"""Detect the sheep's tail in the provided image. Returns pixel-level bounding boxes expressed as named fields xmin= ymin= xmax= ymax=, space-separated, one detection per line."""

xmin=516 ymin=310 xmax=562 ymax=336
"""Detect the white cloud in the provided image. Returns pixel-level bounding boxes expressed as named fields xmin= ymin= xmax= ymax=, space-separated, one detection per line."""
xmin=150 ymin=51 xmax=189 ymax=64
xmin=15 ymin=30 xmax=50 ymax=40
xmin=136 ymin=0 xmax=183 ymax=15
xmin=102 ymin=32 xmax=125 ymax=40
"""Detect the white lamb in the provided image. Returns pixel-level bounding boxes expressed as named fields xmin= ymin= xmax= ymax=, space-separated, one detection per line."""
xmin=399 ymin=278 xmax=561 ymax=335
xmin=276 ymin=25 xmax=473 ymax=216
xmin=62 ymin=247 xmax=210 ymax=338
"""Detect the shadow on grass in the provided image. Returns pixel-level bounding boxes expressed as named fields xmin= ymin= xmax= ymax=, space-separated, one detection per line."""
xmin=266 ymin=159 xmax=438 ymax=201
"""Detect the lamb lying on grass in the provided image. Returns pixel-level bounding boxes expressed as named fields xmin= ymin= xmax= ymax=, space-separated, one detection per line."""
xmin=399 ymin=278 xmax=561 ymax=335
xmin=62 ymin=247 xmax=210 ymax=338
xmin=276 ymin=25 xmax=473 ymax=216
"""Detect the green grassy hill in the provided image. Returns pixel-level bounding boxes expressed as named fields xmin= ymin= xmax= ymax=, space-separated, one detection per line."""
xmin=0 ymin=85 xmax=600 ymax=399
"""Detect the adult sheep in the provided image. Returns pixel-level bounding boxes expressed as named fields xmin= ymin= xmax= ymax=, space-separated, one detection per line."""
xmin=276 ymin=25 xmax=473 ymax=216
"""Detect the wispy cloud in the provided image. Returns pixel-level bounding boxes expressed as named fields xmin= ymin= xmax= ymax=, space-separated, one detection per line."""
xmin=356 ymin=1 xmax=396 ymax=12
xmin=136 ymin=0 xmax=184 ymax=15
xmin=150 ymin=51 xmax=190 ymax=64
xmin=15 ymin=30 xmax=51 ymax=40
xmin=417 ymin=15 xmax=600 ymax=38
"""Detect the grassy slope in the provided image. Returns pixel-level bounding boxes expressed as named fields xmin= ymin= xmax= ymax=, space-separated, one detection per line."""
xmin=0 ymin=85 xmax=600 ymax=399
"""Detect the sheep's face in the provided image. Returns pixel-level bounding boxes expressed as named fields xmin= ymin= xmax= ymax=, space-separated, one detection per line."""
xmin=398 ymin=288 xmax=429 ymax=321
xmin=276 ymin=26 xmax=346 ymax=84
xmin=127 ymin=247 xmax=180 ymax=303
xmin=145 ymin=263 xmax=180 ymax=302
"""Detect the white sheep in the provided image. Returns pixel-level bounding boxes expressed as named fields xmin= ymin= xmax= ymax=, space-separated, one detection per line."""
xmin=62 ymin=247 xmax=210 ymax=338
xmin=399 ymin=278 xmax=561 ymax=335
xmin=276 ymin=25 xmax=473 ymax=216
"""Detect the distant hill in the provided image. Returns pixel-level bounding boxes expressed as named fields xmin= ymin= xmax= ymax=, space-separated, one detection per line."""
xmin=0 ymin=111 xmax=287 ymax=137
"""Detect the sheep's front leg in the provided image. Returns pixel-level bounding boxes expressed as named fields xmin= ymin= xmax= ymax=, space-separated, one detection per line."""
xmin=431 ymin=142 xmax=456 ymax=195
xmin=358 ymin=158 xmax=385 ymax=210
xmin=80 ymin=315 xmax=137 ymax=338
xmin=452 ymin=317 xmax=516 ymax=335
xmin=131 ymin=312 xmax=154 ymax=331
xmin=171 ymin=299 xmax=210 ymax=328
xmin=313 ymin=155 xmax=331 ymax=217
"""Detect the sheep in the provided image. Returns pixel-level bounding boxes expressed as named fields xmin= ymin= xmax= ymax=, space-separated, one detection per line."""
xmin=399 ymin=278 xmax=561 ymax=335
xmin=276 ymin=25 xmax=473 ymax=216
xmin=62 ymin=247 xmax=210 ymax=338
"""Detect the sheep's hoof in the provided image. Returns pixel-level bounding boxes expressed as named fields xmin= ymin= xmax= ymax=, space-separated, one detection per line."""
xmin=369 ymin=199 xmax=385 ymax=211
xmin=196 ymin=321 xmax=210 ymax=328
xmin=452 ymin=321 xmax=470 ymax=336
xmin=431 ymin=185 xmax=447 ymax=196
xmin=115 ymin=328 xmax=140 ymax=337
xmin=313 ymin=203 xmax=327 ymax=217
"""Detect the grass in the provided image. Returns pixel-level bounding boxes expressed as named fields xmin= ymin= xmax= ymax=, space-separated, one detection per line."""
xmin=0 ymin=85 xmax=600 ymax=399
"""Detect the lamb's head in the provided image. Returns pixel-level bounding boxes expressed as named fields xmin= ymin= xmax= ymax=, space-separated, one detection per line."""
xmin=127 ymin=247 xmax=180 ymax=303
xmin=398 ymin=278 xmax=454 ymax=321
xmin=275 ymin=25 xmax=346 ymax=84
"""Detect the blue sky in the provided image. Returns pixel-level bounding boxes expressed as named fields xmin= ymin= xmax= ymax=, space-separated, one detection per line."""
==========
Problem statement:
Write out, as a numbered list with blank lines skipped, the part of the records that opens with the line containing "the distant hill" and closes with the line containing "xmin=0 ymin=111 xmax=287 ymax=137", including both of those lines.

Exercise output:
1. """Detect the distant hill in the provided image. Returns pixel-level bounding boxes expressed as named fields xmin= ymin= xmax= ymax=, space-separated, one detection per line."""
2. xmin=0 ymin=111 xmax=287 ymax=137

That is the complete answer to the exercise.